**THE INPUT:**
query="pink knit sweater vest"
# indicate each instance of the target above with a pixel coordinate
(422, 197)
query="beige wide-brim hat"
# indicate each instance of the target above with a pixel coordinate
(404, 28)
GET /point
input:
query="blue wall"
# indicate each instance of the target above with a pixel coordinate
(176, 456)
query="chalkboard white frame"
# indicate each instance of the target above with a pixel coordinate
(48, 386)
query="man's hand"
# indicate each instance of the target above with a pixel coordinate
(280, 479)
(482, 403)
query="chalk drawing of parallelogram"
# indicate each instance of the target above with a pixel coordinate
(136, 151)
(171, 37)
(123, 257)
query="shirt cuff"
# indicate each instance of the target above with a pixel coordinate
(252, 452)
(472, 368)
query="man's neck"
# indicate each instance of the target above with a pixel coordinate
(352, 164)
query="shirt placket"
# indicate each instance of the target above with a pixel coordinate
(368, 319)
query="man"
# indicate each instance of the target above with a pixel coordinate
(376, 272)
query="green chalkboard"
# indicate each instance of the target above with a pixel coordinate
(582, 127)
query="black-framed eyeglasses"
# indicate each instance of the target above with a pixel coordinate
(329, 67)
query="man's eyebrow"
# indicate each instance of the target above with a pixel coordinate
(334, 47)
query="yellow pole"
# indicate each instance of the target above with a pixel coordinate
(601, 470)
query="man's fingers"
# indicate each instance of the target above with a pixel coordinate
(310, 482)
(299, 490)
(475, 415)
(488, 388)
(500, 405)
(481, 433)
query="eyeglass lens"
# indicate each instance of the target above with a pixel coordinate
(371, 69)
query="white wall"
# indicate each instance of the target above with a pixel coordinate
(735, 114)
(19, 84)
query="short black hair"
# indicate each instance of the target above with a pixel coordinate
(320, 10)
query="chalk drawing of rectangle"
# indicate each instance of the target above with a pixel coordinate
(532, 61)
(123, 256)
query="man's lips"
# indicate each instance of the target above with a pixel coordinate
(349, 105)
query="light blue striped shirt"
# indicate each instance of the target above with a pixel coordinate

**TASK TO CARRY OUT:** Set down all of the records shown above once more, exactly.

**ANSWER TO THE EXERCISE:**
query="pink knit sweater vest"
# indicate each instance of the target above with a pixel coordinate
(422, 197)
query="beige wide-brim hat"
# indicate each instance of the target above with a pixel coordinate
(404, 28)
GET /point
input:
query="blue wall"
# indicate each instance of the target above with a pixel coordinate
(176, 456)
query="chalkboard white frame"
# indicate each instance of the target above with a pixel coordinate
(48, 386)
query="man's hand"
# indicate each instance of the target above with a pixel coordinate
(280, 479)
(482, 403)
query="chalk drawing of parallelogram"
# indicate each instance of the target above with a pixel coordinate
(136, 151)
(171, 37)
(123, 257)
query="shirt cuff"
# indicate each instance of the target above with a pixel coordinate
(252, 452)
(472, 368)
query="man's neck"
# indicate each instance of the target above with a pixel coordinate
(352, 164)
query="shirt placket"
# indicate each instance of the target above with a pixel coordinate
(368, 319)
query="man"
# indicate each instance of the target above with a pixel coordinate
(376, 272)
query="green chalkboard"
# indicate each instance of the target above with a pixel coordinate
(582, 127)
query="black-framed eyeglasses"
# indicate each instance of the target above with a pixel coordinate
(329, 67)
query="man's eyebrow"
# indicate each instance of the target above with a pixel coordinate
(334, 47)
query="yellow pole"
# indicate each instance of the target above with a pixel coordinate
(601, 470)
query="man's fingers"
# indicate each instance of the target above with a pixel coordinate
(310, 482)
(299, 490)
(475, 415)
(488, 388)
(500, 405)
(481, 433)
query="eyeglass lens"
# indicate each instance of the target above with a pixel coordinate
(371, 69)
query="white wall"
# indicate each instance of the target above with a pixel coordinate
(735, 114)
(19, 84)
query="short black hair"
# indicate each instance of the target above with a pixel coordinate
(320, 10)
query="chalk drawing of rectangle"
# indicate each instance of the target above with a pixel coordinate
(532, 61)
(123, 256)
query="man's lips"
# indicate each instance of the target above with a pixel coordinate
(349, 105)
query="light blue striped shirt"
# indicate each instance of the target above with a pixel coordinate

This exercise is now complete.